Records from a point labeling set
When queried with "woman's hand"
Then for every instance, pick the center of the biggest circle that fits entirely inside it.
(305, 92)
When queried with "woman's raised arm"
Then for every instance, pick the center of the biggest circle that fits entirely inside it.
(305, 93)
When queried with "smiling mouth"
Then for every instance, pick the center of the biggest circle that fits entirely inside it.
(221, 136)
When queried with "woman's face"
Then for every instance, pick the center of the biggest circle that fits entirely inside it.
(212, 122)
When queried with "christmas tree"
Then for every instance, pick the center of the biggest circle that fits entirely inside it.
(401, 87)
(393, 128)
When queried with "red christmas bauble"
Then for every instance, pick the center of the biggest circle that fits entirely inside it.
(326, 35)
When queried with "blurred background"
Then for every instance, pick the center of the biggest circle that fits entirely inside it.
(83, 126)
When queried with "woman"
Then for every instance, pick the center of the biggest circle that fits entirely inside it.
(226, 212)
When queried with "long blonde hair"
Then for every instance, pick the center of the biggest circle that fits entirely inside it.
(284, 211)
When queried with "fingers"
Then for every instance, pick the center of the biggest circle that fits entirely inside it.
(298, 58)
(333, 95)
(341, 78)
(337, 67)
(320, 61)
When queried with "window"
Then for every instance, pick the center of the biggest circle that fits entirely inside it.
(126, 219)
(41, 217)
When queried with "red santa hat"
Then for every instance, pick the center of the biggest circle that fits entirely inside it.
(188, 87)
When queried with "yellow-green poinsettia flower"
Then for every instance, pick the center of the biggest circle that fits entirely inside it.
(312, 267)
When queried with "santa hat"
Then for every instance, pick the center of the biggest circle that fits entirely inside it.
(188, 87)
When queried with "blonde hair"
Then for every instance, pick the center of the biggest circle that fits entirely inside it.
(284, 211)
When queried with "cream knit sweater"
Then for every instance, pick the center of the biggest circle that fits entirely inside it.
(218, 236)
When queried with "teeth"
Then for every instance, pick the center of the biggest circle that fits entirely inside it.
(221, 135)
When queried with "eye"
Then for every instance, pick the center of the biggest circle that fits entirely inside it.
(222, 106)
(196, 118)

_Task objective_:
Write down every line of the data exactly as it appears above.

_Solution to this problem_:
When queried with "woman's hand"
Then for every instance, pick the center of the biggest circle that fits entirely inside it.
(305, 92)
When queried with "woman's raised arm"
Then for every instance, pick the center of the biggest circle that fits entirely inside it.
(305, 93)
When queried with "smiling mouth"
Then for every instance, pick the center of the biggest circle that fits entirely inside it.
(221, 136)
When queried with "woman's face"
Then for every instance, pick the center of the biggest circle that fits entirely inside it.
(212, 122)
When queried with "christmas tree"
Then for every instance, pick the center of the biggest circle that fits entirely inside it.
(401, 87)
(393, 128)
When queried with "red christmas bauble"
Then for every instance, pick the center of the biggest circle that fits entirely inside it.
(326, 35)
When queried with "blurred background"
Then for every instance, pick the center of the biggest circle that fits entirely inside it.
(83, 126)
When queried with "woman"
Then for every instance, pick the center of the biggest circle that fits entirely inside it.
(226, 212)
When queried with "long blonde hair"
Then for every instance, pick the center of the biggest circle that fits entirely inside it.
(284, 211)
When queried with "fingers"
Then for every instance, pick the center of the biggest circle that fits entirely inside it.
(298, 58)
(333, 95)
(341, 78)
(337, 67)
(320, 61)
When queried with "window"
Then for every instance, pick the center of the biggest circle that fits entirely inside it.
(126, 219)
(41, 217)
When queried with "red santa hat"
Then for every instance, pick the center of the biggest circle that fits entirely inside it.
(188, 87)
When queried with "yellow-green poinsettia flower"
Then for every instance, pick the center of the biggest circle that fits entirely inside it.
(312, 267)
When queried with "santa hat"
Then for every instance, pick the center of the biggest circle that fits entirely inside it.
(188, 87)
When queried with "blonde hair"
Then for every instance, pick the center of the biggest circle that fits entirely inside it.
(284, 211)
When queried with "cream knit sweater"
Then for every instance, pick the center of the biggest circle that fits entirely inside it.
(218, 236)
When queried with "teeth"
Then for every instance, pick the center of the biggest circle that fits entirely inside it.
(221, 135)
When queried with "eye"
Then for every instance, pick the center of the biggest circle that fits entirely inside it.
(222, 106)
(196, 118)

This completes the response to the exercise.